▸ **Selected extract**
%%

The basic understanding of this story seems to be that it was about demonstrating Abraham’s great faith and willingness to sacrifice his son in obedience to God, who lets him off at the end. i.e. God would never actually demand such a sacrifice as it is patently horrific, but it serves to illustrate the kind of strength of will that faith may require. However, there are other puzzles arising from this scenario if we consider it as a hypothetical situation where divine and mundane morality conflict. i.e. What if God actually demanded such a sacrifice? Comments below from the linked article: Kierkegaard – faith itself is the highest virtue, and that divine morality transcends human understanding.

John Habgood – ‘If morality is supposed to be universal, can it really be discounted, even under such extreme pressure from God?

Daphne Hampson – The command is to encourage moral debate such as: what kind of God do you think you are dealing with? Hampson suggests that God is trying to teach Abraham a lesson that you must challenge even the highest authority on questions of right and wrong.

Philip Tyler – He speaks of Abraham interpreting the horror of God’s commands as a joke- what else could it be? Abraham’s son was the gift of God. His to bestow and his to take away…

Dan Simmons – From his Hyperion books, he suggests that Abraham calls us to reject the sacrifices made in obedience to a god by placing our own lives on the line in forfeit. It seems another way of saying ‘what is it that is worth living for’ and reiterating point 1 below. So, taking the above into consideration I can see a few issues to discuss.

%%

▸ **Set tasks**
**1.** List every person the commentary on Abraham's sacrifice quotes or cites by name for a view on the story.
**2.** Summarize the commentary on Abraham's sacrifice in two sentences.
**3.** Resume the commentary on Abraham's sacrifice after its final sentence, setting out the issues it says are there to discuss.

▸ **Information given**
%%

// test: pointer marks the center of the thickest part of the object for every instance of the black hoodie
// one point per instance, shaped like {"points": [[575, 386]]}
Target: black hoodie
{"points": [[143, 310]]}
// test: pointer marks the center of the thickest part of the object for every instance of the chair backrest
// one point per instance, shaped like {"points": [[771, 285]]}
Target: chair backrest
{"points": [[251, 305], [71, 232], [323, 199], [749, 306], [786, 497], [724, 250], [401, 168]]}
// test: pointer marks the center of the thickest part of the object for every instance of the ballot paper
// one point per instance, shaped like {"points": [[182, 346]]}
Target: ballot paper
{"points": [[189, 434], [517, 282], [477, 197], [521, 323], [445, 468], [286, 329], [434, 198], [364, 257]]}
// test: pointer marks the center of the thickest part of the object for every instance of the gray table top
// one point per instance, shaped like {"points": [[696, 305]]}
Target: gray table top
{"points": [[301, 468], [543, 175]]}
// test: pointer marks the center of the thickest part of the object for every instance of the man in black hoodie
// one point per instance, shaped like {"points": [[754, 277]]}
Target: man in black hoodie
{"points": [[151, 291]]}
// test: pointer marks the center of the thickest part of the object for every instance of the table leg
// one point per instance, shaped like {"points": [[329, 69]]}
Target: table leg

%%

▸ **Response list**
**1.** Kierkegaard, John Habgood, Daphne Hampson, Philip Tyler, Dan Simmons

**2.** The story of Abraham is usually understood as showing his great faith and willingness to sacrifice his son in obedience to God, who spares him at the end, but it raises other puzzles if read as a case where divine and human morality conflict. The commentary gathers views on this from Kierkegaard, John Habgood, Daphne Hampson, Philip Tyler and Dan Simmons, then says these views raise a few issues to discuss.

**3.**
As a post-modern witch, I consider ‘god’ to be another way of referring to an ideal or ideals, so the Abraham dilemma calls us to investigate the relationship of man to the ideals that lead us. A divine command, so interpreted, is instantiated as the requirements placed upon us by the ideals we hold dear and ‘worship’. i.e. A dedication to preserve life, holding the preservation of life as an ideal, will lead us to follow certain behaviours towards that end. The details of these behaviours may not be specific, and the necessary human interpretation and implementations can also be erroneous!

1. Can there be a conflict between god and the good? i.e. are divine commands (dictates of ideals) necessarily good? I remember this puzzle: Is something good because god says it is, or does god say it is good because it IS good? i.e. If god and ‘the good’ are distinct, we can get problems such as Abraham’s dilemma occurring. If the sacrifice of the son was necessary for a greater good, it may well be harrowing for A to do so but his choice is relatively simple from a rational perspective if A defers to the greater good. i.e. It becomes an issue of A’s strength of will to do the right thing when he has a significant but insufficient interest to the contrary.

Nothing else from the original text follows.